▶ [TEXT PROVIDED]:

By Antonella Palermo
They met at the end of August 1992, on a flight from Beirut to Rome. He had a student visa for Italy. She had been attending a group of the Equipe Notre Dame Movement, led by a Lebanese priest. Both of them were in their twenties, and both were secretly hoping they would soon meet the right person, to love for life.
The prison of stigma
Mustapha Hussein lived in a mixed neighbourhood of Muslims and Christians in Tripoli. He came from an open Muslim family and, as a child, he made friends easily with everyone, and without distinction. The word 'free' was one he used often, along with his companions, and his parents. Simona experienced more difficulty when she tried to get her friendship with Mustapha accepted. Her family was afraid of Muslims: they were prisoners of stigmas handed down from generation to generation. Even when a religious friend of Simona vouched for her young friend’s goodness and integrity, her mother was not convinced. "With my mother the battle was painful”, she says, “it distanced us, it made us lose so much time and so much energy. Her greatest fear was that I might be forced to abandon my religion and even my studies". This rigidity on the part of her mother was partly due to unresolved issues in her own life’s story: Simona's mother had suffered a lot because of cultural differences and loneliness, after she married and moved to Rome from southern Italy, years ago.
Praying together is possible
Mustapha always lived his love for Simona with patience and confidence: "I was sure the nonsense would not have the last word”, he says. “Of course, I felt uncomfortable when I went to her house for the first time. I felt under the spotlight. Our strength was our love". Paradoxically, Simona realized that Mustapha was stronger, even more mature, than she was. “Through him, I saw Jesus”, she says. “It was surprising. He was more Catholic than I am!”. Simona showed great sensitivity when, in Lebanon, during their engagement, Mustapha’s uncle died. She found she was the only Western, Christian, woman at the funeral. She struggled to show her closeness to the pain of the family’s loss. Then she spontaneously took out her Rosary and began to pray. "My grandmother still remembers that scene”, says Mustapha, describing it as a happy memory.
"Simona has transmitted her attachment to the faith to me. She always repeats that God is love. I find this thing increasingly fascinating, it's beautiful. I have explored the foundations of the Christian faith. I go with her to Mass. I feel her faith. Despite everything". Simona describes their spontaneous prayers, or their shared reading of the psalms: "The impressive thing is to experience that the Holy Spirit blows where He wills, and there really is no barrier to contain Him. No one else but the Spirit could have induced him to behave so perfectly and in such accordance with the teachings of Jesus. Love has no boundaries. I am convinced of that. What also helped us was his great curiosity".

▶ [WHAT YOU HAVE TO DO]: Can you carry on the article about Mustapha and Simona's interfaith marriage from the point where it stops? The lines after this point come from a separate source.

[Lines from a point labeling set]
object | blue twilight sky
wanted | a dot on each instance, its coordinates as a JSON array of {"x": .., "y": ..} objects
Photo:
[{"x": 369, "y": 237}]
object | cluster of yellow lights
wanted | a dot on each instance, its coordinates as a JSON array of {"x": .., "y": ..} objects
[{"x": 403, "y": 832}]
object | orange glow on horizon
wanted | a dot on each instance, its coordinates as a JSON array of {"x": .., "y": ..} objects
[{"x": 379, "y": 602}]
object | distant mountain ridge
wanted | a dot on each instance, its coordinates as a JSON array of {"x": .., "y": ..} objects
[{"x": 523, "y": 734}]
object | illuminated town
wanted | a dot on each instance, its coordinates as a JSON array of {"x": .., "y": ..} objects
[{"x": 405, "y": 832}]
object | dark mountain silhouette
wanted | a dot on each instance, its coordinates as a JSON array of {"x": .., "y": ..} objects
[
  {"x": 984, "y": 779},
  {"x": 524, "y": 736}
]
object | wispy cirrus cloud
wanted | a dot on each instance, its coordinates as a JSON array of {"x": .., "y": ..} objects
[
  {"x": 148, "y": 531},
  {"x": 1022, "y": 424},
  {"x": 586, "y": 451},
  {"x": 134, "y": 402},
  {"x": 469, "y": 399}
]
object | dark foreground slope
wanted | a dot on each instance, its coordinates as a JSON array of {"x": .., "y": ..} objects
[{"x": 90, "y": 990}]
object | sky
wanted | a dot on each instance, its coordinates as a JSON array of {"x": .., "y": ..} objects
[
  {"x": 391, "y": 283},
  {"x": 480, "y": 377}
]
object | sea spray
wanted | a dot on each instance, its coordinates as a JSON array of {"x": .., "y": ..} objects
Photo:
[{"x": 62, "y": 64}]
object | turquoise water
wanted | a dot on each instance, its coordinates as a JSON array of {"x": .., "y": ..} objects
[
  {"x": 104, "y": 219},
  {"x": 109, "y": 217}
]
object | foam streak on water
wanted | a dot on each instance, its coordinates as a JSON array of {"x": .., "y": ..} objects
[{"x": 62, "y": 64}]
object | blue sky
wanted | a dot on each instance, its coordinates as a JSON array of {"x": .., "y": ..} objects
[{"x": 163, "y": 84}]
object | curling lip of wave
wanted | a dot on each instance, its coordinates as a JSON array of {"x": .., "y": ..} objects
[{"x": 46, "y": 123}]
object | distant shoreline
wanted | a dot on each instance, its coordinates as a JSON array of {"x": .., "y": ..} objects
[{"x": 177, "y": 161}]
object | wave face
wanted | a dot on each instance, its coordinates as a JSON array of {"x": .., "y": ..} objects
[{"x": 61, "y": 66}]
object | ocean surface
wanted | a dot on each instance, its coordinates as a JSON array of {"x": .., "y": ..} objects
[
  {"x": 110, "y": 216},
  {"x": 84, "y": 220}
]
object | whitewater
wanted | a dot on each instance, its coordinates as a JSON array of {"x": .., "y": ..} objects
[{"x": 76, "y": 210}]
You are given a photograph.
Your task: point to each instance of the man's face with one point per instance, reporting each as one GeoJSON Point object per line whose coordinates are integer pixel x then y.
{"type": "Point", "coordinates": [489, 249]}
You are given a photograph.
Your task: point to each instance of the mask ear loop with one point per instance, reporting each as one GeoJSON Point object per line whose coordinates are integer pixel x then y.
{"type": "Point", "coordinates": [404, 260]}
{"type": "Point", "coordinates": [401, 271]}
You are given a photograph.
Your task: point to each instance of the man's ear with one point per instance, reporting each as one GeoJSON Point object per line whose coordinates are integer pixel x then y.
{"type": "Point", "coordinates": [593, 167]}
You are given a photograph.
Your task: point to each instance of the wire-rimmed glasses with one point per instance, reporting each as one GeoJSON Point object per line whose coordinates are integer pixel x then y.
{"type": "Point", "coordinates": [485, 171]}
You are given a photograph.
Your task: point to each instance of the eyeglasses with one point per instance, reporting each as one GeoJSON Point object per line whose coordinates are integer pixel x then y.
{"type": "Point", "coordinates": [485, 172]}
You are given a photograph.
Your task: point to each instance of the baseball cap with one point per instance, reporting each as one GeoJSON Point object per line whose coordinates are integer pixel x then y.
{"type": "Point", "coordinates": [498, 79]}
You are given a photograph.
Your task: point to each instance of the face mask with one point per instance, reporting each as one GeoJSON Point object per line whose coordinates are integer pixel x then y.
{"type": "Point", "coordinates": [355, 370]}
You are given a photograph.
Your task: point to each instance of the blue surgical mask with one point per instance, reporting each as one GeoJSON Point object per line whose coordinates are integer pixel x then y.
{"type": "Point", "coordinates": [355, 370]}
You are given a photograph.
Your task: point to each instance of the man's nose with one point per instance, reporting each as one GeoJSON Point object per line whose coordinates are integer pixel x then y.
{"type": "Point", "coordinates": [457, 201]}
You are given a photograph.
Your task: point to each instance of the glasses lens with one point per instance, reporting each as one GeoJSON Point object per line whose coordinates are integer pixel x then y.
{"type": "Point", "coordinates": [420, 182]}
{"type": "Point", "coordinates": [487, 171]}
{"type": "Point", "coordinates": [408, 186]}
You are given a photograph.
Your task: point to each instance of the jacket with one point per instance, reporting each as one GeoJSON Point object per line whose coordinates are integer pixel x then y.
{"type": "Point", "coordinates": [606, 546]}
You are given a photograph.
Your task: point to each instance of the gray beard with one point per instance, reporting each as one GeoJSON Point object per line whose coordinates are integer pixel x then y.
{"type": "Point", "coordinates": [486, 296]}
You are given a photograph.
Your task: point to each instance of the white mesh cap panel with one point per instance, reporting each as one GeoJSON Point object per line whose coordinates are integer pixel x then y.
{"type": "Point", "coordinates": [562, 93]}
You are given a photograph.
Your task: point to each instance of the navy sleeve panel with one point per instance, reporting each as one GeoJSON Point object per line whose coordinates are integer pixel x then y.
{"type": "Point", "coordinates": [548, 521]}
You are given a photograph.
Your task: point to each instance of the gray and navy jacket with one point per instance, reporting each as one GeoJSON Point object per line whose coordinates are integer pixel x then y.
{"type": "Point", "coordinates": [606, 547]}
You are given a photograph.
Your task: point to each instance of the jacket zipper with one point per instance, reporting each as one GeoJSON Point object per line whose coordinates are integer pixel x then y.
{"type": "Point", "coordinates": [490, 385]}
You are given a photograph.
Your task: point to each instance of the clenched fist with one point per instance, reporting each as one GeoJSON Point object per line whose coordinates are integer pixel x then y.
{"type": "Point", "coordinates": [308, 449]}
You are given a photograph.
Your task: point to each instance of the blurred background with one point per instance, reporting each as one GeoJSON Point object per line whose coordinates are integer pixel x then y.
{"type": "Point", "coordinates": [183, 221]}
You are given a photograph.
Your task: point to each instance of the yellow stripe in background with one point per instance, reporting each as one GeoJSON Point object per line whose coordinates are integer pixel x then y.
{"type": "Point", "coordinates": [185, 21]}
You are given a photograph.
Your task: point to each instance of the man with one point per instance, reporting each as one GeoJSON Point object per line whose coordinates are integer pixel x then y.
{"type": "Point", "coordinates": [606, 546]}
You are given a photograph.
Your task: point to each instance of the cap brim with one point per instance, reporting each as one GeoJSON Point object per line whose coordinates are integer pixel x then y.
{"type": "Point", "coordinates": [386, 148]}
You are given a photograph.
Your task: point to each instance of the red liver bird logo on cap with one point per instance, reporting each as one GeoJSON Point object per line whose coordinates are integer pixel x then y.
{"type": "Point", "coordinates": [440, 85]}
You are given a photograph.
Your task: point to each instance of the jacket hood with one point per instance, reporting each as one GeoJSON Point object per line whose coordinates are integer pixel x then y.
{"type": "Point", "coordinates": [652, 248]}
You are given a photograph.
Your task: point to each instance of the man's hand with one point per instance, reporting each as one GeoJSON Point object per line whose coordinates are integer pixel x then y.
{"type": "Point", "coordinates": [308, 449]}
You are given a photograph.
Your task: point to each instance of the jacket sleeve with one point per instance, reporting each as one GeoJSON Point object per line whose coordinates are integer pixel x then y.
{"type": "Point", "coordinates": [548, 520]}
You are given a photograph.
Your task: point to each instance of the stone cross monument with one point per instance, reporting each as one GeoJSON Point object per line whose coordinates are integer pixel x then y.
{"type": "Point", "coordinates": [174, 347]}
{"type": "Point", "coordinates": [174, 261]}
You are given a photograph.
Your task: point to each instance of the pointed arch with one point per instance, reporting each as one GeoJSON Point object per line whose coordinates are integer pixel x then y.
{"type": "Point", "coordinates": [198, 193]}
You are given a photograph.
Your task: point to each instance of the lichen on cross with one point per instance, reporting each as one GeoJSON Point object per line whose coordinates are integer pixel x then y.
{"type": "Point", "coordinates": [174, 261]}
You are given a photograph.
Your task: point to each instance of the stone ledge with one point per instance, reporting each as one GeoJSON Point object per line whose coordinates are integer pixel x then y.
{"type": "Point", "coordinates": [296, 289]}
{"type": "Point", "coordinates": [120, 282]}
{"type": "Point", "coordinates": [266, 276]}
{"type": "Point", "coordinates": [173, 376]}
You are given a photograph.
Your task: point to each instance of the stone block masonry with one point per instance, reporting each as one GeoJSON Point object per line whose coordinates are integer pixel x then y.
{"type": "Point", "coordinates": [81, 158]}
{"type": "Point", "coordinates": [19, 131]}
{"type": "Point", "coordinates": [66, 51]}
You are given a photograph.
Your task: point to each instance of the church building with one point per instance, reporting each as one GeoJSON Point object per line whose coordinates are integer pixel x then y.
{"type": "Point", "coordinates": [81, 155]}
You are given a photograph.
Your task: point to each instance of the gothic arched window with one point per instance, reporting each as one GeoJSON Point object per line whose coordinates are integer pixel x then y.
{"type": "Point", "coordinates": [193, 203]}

▶ [RESPONSE TO THE TASK]:
Integration beyond discrimination
"I have come to realize that those who seek peace actually find it”, says Mustapha. “For years I attended an Ignatian spiritual journey group, where Simona had found orientation. The group welcomed me and always made me feel at ease". "For me it wasn't really so difficult to integrate myself, more so from the bureaucratic point of view. I went to play basketball with the Jesuits of the International College in Rome. Playing the game, we were fair and trustworthy. This made us think we could be the same in our everyday lives, regardless of who we were and where we came from". There are also less pleasant memories of more bitter experiences, like that at a television channel: "Unfortunately, I must confess I was not treated well. It was a very closed environment. There was a lot of discrimination at work, and it was very bad. Precisely because I was married to a Christian, I was considered like a foreign body that didn’t fit in".
Persevering, without resentment
They put everything back into God's hands. Then they decided to marry in church, with different rites and in mutual respect. "I underwent the interviews planned for the preparation of the marriage," says Mustapha. "I felt put to the test, I had the impression that sooner or later I would give in”. That is not what happened. In the end, it was the mother of his fiancée, Grazia, who gave in. “I couldn’t have imagined it, yet she came to think of me as her adopted son. I never held a grudge. That was crucial”.
Transcription of video:
Mustapha: I'm from Tripoli, Lebanon. I met Simona back in 1992, on the Beirut-Rome flight. It was for me, I say for me, a love almost at first sight, because after a few days I confessed to her that I would marry her.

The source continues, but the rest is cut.